TESTO FORNITO -
>>>>
Data Udienza: 04/02/2015

RITENUTO IN FATTO

1. Roberto La Spina ricorre per cassazione impugnando l’ordinanza indicata
in epigrafe con la quale il tribunale della libertà dì Catania ha confermato quella
del Gip dello stesso Tribunale emessa in data 19 marzo 2014, con la quale è
stata applicata al ricorrente la misura della custodia cautelare in carcere perché
gravemente indiziato del delitto previsto dall’articolo 73 d.p.r 9 ottobre 1990 n.
309 in relazione a plurimi episodi di detenzione a fine di spaccio e di cessione di

2. Per la cassazione dell’impugnata ordinanza, il ricorrente solleva, tramite il
difensore, quattro motivi di gravame, qui enunciati, ai sensi dell’art. 173 disp.
att. cod. proc. pen., nei limiti strettamente necessari per la stesura della
motivazione.
2.1. Con il primo motivo deduce la contraddittorietà della motivazione e
l’omessa valutazione elementi decisivi per il giudizio in merito alla eccepita
decorrenza dei termini delle indagini preliminari, da cui sarebbe derivata la
inutilizzabilità delle intercettazioni telefoniche ed ambientali disposte con i decreti
numeri 1073 del 2012, 1228 del 2012,101 del 2013 per violazione degli articoli
405 e 407 n. 3 codice di procedura penale in relazione all’articolo 606, comma 1,
lettera c) ed e) codice di procedura penale.
Premette il ricorrente che il tribunale del riesame ha affermato che l’eccepita
inutilizzabilità delle intercettazioni non opera nell’ipotesi in esame sul rilievo che i
decreti sono stati emessi nel novembre del 2012 e risultando perciò tempestivi
rispetto all’ultima iscrizione nel registro delle notizie di reato avvenuta il 28
ottobre 2012.
<<<<
(Un blocco di dati)
>>>>
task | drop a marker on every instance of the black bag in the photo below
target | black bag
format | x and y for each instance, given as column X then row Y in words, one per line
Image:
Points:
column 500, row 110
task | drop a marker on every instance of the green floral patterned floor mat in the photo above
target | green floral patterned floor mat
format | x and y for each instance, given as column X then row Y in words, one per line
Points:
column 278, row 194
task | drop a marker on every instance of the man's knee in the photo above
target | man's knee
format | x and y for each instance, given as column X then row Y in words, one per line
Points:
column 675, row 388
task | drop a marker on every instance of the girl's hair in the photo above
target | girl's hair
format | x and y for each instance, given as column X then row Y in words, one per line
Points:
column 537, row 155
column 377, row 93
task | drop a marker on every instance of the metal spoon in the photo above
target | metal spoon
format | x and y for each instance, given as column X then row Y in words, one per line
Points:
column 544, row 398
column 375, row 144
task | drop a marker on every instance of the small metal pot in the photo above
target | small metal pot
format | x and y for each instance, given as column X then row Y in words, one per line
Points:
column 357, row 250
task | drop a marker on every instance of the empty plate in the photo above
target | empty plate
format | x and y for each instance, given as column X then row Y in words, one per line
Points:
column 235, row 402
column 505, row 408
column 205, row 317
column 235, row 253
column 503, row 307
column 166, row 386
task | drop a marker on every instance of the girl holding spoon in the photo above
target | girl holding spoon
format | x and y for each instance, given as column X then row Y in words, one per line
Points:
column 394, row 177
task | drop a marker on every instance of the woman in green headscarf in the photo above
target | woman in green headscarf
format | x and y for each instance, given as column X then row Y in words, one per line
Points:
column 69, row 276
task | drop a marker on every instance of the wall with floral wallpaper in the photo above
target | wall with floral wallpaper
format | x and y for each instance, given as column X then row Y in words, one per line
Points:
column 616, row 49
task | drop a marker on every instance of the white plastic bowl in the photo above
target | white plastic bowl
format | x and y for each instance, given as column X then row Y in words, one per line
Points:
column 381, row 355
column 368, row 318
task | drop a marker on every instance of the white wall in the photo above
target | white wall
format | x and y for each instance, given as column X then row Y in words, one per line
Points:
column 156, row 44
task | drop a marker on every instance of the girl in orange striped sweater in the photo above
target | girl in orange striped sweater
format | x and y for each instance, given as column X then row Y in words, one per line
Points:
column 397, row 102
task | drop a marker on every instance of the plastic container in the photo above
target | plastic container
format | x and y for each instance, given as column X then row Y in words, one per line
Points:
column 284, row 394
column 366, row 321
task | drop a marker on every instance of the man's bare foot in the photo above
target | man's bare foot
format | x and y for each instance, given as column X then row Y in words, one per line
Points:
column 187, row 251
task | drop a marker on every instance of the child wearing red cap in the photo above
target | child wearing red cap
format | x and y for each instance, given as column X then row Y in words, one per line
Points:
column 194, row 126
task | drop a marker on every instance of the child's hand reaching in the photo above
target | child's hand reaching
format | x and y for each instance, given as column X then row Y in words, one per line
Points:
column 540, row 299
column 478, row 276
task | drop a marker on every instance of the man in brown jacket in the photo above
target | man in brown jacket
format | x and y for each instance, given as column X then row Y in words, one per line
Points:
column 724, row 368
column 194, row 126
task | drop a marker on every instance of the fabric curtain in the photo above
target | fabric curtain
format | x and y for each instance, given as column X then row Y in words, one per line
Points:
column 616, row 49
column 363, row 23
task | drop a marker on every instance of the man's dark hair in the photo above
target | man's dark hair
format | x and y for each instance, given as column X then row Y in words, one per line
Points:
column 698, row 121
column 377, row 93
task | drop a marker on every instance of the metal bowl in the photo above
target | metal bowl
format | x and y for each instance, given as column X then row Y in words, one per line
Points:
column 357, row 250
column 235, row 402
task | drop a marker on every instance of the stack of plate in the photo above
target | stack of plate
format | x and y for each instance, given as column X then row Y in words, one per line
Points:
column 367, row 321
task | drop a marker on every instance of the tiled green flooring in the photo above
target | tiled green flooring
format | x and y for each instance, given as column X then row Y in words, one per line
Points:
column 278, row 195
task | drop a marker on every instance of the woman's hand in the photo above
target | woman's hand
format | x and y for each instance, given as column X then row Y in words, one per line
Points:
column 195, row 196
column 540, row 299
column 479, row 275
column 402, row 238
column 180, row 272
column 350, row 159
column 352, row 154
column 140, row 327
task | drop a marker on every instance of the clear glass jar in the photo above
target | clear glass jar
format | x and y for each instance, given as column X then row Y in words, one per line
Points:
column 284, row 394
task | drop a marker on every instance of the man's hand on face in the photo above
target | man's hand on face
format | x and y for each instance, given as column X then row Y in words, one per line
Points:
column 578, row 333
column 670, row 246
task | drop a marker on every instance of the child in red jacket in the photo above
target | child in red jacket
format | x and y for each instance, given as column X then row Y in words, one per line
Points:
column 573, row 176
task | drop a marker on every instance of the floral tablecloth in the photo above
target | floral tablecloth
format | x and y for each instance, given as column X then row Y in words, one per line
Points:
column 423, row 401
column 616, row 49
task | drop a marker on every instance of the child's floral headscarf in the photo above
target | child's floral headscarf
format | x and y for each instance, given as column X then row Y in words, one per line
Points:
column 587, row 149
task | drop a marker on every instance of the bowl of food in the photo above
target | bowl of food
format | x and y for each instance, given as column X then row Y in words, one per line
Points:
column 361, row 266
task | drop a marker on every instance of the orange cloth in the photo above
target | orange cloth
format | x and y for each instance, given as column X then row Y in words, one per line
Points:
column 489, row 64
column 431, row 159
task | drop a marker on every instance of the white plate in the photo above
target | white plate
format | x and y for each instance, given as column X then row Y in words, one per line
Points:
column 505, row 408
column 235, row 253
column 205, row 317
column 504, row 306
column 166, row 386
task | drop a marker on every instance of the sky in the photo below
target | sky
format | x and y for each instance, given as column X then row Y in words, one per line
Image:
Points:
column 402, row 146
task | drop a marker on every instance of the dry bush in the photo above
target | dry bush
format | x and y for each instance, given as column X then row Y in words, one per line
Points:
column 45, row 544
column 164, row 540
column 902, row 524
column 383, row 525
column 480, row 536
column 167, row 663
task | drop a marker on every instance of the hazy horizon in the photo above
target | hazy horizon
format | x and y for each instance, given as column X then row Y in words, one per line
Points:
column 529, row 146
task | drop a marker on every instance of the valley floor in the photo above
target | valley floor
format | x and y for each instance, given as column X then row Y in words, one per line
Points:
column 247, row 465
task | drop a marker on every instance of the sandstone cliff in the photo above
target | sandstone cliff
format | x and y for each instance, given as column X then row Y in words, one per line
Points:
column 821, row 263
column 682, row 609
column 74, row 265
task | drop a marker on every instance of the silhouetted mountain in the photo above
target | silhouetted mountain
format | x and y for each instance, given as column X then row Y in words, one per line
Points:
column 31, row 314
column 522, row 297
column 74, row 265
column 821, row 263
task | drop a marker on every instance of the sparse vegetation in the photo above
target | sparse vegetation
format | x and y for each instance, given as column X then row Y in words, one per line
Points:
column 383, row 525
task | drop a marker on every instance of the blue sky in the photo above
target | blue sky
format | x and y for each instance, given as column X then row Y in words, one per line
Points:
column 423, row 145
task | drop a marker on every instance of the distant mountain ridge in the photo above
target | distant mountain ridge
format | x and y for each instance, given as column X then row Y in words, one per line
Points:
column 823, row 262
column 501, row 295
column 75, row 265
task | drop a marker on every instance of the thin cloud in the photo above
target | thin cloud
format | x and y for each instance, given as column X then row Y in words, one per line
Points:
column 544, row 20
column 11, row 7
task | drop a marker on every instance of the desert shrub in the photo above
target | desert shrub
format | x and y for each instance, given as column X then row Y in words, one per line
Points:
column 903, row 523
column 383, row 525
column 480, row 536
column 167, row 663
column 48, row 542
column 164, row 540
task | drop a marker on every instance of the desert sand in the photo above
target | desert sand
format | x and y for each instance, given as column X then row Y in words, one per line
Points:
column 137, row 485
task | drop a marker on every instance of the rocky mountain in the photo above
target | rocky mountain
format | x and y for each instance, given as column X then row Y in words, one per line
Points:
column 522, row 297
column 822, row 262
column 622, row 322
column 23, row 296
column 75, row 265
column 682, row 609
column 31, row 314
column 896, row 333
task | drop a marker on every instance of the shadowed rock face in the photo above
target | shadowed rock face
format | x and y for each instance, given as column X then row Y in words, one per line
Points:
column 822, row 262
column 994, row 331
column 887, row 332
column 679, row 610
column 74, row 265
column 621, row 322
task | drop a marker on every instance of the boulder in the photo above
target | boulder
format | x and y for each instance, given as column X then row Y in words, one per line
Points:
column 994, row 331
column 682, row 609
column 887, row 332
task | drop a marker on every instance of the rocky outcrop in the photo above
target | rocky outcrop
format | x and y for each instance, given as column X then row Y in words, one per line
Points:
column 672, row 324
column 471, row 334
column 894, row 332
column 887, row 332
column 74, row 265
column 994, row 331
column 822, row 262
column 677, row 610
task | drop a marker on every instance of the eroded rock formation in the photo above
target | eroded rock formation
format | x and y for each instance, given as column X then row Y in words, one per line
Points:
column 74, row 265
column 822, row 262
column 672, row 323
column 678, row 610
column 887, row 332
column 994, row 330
<<<<
COSA FARAI -
1. In una, due o tre frasi, spiega perché, secondo il testo sul ricorso, il tribunale del riesame ha escluso l'inutilizzabilità delle intercettazioni.
2. Prosegui il testo sul ricorso dopo l'ultima frase riportata.

LE SOLUZIONI -
1. Il tribunale del riesame ha ritenuto che l'inutilizzabilità non operasse perché i decreti erano stati emessi nel novembre del 2012. Per questo risultavano tempestivi rispetto all'ultima iscrizione nel registro delle notizie di reato, avvenuta il 28 ottobre 2012.

2.
Assume il ricorrente che tuttavia il collegio cautelare ha omesso di
considerare che le indagini sarebbero state illegittimamente protratte tra la data
della 28 agosto 2012 (data di scadenza delle indagini con riferimento alla notizia
di reato iscritta il 28 febbraio 2012) e quella del 21 ottobre 2012, data in cui a
seguito delle conversazioni intercettate il pubblico ministero avrebbe proceduto
alla iscrizione della ricorrente nel registro degli indagati per l’ipotesi di reato di
usura.
2.2. Con il secondo motivo il ricorrente lamenta la contraddittorietà e
l’illogicità della motivazione in merito all’eccepita inutilizzabilità delle
intercettazioni per mancanza di indizi di reato ai sensi dell’articolo 267 codice di
procedura penale in relazione all’articolo 606, comma 1, lettera c) ed e) codice di
procedura penale.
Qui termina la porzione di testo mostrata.